[Saved entries]
____________

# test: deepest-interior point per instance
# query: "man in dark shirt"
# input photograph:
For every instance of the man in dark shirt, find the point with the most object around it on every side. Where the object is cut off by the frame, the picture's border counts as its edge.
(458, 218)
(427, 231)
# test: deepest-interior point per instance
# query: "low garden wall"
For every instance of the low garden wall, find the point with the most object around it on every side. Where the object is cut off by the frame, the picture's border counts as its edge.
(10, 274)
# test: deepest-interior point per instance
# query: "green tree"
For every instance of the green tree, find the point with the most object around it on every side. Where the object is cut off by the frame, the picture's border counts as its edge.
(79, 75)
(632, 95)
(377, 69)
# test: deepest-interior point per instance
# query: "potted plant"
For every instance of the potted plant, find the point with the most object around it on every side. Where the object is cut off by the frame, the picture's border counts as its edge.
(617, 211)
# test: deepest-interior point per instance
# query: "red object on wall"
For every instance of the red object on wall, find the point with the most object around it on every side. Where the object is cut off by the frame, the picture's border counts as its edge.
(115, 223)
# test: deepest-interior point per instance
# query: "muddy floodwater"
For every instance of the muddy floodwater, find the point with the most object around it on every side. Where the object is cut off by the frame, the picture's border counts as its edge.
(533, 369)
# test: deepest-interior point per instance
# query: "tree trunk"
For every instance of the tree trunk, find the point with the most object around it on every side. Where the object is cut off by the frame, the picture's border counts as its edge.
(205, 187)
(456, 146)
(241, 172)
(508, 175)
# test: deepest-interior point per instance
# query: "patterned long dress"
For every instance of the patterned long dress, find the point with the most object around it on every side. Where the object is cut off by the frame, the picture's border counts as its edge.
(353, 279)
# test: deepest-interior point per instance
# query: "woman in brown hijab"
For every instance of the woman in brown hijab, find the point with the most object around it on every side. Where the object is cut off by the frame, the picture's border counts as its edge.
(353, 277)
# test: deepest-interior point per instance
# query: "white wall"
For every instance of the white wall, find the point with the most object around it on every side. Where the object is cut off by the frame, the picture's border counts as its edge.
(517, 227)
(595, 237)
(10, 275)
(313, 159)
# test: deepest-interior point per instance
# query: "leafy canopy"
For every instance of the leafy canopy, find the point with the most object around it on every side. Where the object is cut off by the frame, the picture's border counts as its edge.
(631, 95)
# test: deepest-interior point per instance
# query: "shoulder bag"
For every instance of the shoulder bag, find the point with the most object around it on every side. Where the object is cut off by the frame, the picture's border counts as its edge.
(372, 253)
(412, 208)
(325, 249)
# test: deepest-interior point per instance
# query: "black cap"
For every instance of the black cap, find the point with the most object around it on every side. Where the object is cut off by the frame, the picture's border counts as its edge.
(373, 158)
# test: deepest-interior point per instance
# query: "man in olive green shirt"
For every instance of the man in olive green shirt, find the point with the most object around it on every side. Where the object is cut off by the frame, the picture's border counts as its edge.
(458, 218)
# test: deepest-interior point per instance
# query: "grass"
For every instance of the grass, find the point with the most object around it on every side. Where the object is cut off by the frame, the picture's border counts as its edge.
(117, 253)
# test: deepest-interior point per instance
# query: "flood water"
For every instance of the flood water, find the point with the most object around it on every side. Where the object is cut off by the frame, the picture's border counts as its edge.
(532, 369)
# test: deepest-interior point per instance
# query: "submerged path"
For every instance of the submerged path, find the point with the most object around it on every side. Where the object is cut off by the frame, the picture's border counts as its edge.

____________

== WHAT THIS TASK INVOLVES ==
In these entries, some lines may contain the string "submerged". Give the number of such lines and nothing more.

== OUTPUT OF THE TASK ==
2